▶ EXERCISE OBJECTIVE
Copy exactly the lines of the records below, and only those lines, beginning with the line that contains "Note: pick out the meadow" and ending with the line that contains "Note: pick out the green bush".

▶ DATA UNDER STUDY
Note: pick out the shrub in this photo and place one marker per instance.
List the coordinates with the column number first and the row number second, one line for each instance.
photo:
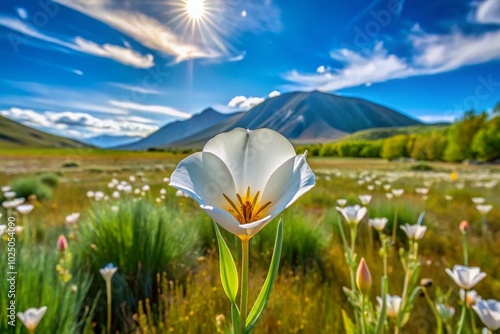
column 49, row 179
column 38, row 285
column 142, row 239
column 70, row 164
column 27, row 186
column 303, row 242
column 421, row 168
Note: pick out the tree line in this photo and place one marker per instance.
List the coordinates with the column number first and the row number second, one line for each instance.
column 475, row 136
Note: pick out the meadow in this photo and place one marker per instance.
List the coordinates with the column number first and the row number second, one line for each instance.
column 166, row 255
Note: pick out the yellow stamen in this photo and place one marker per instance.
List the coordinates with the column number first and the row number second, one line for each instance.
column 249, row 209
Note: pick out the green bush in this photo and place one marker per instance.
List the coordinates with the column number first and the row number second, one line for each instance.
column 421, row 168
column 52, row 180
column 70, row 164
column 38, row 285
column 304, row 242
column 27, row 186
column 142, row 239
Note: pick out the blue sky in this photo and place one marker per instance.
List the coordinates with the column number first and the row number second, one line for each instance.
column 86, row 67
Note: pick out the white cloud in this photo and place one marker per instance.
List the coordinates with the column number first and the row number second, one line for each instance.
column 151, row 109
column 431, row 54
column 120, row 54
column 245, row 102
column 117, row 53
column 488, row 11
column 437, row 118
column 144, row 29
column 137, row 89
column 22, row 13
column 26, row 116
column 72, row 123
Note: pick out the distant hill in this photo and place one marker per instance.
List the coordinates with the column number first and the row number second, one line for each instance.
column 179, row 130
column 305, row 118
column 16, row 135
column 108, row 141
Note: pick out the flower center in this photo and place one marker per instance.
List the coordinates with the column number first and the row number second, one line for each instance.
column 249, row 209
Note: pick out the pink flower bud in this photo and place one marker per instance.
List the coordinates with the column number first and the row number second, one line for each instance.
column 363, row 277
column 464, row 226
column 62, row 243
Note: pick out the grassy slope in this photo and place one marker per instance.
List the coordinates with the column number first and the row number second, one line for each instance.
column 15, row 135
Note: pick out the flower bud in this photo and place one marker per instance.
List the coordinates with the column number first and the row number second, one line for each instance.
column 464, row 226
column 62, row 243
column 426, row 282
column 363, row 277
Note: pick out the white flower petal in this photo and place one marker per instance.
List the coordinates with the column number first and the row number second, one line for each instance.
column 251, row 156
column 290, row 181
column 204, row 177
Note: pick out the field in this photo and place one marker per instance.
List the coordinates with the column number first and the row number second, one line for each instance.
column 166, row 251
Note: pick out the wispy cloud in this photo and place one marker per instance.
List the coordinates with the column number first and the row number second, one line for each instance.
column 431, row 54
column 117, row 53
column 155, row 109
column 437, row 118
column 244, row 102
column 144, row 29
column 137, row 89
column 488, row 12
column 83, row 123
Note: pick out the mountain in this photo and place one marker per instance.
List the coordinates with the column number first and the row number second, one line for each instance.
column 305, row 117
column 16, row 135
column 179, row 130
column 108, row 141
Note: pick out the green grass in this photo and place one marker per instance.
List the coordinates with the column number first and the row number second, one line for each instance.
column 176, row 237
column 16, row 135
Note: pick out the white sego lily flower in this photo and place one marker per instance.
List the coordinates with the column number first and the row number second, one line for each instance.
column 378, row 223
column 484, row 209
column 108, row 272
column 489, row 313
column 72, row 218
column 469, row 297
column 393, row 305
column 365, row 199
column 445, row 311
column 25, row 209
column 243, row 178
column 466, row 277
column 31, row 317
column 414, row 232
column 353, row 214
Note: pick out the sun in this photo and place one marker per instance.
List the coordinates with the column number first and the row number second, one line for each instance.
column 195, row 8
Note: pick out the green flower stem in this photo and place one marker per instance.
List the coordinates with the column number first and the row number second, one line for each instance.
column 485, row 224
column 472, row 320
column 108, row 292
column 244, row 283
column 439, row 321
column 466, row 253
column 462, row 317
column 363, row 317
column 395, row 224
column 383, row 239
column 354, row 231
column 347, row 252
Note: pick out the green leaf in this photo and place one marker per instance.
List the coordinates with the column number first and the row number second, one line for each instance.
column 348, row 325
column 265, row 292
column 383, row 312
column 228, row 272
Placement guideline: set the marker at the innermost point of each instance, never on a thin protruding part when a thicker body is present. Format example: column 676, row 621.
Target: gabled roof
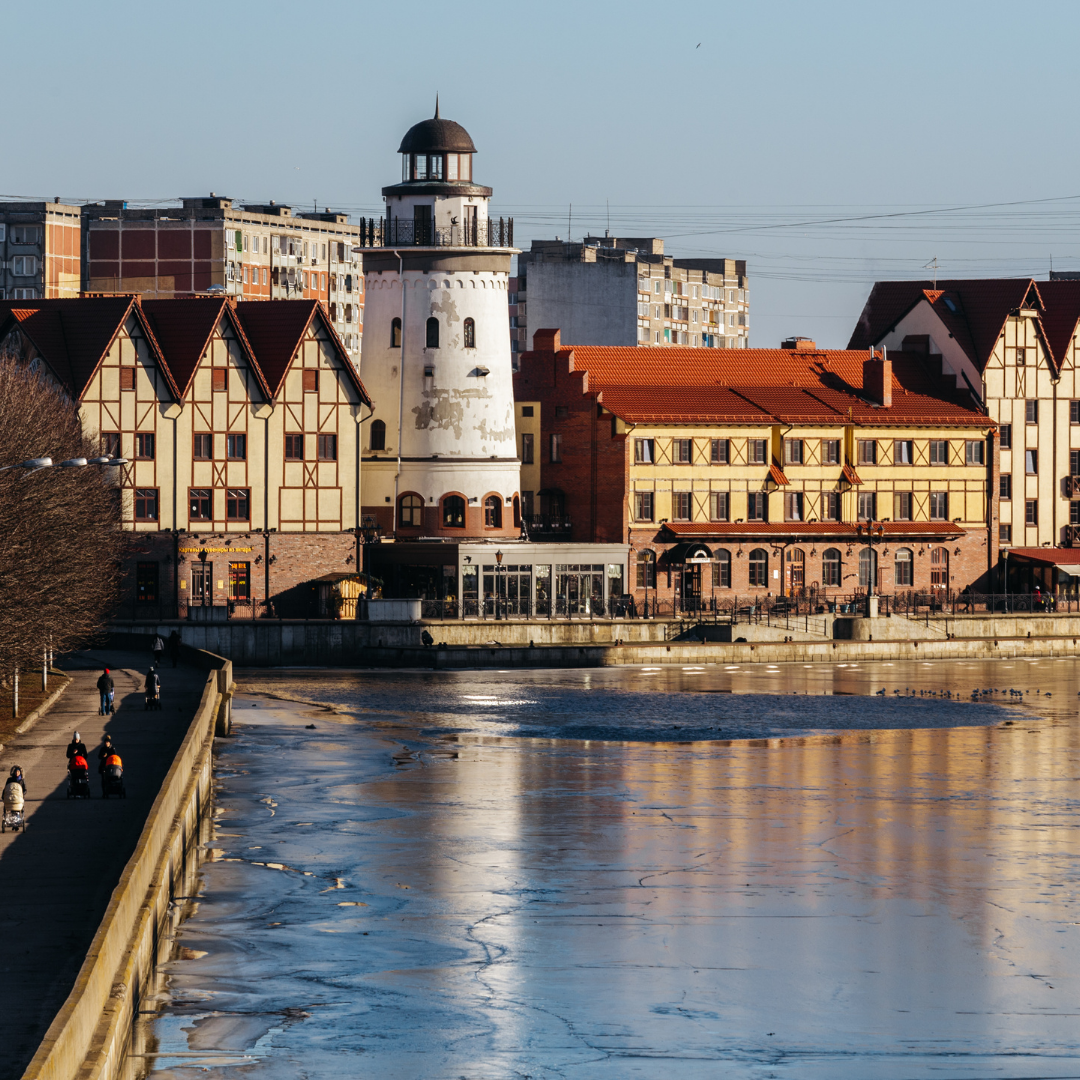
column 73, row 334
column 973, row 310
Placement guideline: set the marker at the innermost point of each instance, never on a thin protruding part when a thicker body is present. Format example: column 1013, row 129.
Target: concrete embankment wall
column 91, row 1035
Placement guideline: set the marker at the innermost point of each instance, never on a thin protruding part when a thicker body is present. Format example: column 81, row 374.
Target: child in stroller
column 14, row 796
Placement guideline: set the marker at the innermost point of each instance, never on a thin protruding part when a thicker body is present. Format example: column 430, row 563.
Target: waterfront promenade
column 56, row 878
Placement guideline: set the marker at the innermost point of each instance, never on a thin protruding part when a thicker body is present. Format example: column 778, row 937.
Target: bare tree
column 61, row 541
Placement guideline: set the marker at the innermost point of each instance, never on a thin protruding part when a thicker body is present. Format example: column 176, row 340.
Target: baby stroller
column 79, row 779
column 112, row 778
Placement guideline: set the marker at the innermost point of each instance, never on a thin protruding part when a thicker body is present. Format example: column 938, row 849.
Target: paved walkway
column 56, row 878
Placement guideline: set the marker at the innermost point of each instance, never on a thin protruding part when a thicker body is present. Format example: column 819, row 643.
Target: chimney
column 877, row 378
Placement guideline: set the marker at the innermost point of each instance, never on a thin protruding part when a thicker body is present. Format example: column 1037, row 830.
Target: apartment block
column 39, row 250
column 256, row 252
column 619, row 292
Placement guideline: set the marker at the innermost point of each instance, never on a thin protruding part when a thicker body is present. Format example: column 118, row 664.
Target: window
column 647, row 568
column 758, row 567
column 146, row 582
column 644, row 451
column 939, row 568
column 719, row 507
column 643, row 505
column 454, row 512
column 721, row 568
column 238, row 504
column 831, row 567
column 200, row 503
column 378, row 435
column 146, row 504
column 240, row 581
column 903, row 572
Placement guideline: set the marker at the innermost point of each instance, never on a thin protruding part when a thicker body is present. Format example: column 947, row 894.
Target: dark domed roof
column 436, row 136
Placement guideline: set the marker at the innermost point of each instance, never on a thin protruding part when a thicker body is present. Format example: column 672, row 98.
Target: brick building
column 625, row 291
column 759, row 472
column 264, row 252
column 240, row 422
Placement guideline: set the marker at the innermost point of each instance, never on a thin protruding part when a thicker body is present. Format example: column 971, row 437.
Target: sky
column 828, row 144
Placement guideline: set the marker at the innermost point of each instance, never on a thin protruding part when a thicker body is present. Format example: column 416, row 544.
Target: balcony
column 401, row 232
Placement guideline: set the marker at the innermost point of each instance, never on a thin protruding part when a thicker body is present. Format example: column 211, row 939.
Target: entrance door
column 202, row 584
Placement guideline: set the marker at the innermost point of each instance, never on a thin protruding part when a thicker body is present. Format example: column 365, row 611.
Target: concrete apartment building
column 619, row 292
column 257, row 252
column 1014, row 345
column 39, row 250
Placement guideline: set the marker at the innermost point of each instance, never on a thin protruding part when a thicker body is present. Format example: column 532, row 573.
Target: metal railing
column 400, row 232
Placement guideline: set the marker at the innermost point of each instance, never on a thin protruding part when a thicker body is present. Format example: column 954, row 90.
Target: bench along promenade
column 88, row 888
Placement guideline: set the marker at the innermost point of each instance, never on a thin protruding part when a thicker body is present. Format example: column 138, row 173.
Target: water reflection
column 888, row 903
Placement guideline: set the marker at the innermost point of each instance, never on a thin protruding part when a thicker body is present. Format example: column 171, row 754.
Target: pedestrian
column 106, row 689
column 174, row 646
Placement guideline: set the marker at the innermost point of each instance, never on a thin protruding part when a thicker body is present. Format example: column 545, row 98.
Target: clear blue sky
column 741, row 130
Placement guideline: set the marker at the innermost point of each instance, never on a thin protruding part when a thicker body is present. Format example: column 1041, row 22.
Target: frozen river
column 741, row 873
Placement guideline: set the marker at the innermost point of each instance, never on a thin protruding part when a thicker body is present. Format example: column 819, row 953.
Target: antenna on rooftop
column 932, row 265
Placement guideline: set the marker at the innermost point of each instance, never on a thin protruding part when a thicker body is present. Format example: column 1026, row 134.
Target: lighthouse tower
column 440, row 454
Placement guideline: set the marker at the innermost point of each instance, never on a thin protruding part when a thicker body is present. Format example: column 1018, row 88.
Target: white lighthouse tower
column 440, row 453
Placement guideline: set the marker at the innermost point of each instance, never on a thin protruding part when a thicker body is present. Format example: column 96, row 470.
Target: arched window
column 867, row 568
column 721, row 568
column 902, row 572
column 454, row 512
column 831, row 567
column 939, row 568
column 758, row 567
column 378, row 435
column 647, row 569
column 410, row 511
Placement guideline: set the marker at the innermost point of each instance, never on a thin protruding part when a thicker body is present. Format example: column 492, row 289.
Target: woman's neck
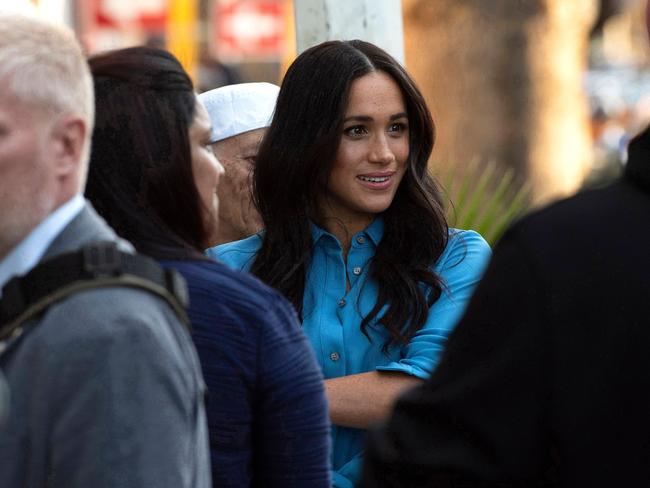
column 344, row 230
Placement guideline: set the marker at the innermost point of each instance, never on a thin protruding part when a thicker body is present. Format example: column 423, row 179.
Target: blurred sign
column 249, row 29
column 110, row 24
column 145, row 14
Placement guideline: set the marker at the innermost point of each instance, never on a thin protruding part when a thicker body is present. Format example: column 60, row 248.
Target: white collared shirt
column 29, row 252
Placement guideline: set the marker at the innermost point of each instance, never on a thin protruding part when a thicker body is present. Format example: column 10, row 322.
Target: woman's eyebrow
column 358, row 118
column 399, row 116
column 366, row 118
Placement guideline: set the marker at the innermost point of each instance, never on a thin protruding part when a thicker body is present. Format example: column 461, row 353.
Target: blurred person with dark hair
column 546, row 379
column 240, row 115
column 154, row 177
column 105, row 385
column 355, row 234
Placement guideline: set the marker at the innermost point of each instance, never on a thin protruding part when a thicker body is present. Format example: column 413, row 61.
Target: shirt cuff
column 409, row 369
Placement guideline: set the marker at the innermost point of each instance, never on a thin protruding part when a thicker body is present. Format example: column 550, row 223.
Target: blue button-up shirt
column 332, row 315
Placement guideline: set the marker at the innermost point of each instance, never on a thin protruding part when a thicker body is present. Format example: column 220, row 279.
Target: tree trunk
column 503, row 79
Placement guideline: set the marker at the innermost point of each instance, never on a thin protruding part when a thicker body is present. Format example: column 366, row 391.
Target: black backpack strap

▶ OUTPUT FOR THIS EXERCISE
Note: pick out the meadow in this photo and place one marker per instance.
List the coordinates with the column number first and the row number second, one line for each instance.
column 166, row 255
Note: pick out the yellow stamen in this photo and place one marker per instance.
List the coordinates with the column number first and the row number second, one line for each instance.
column 249, row 209
Note: pick out the green bush in this photo and place one marker per instance.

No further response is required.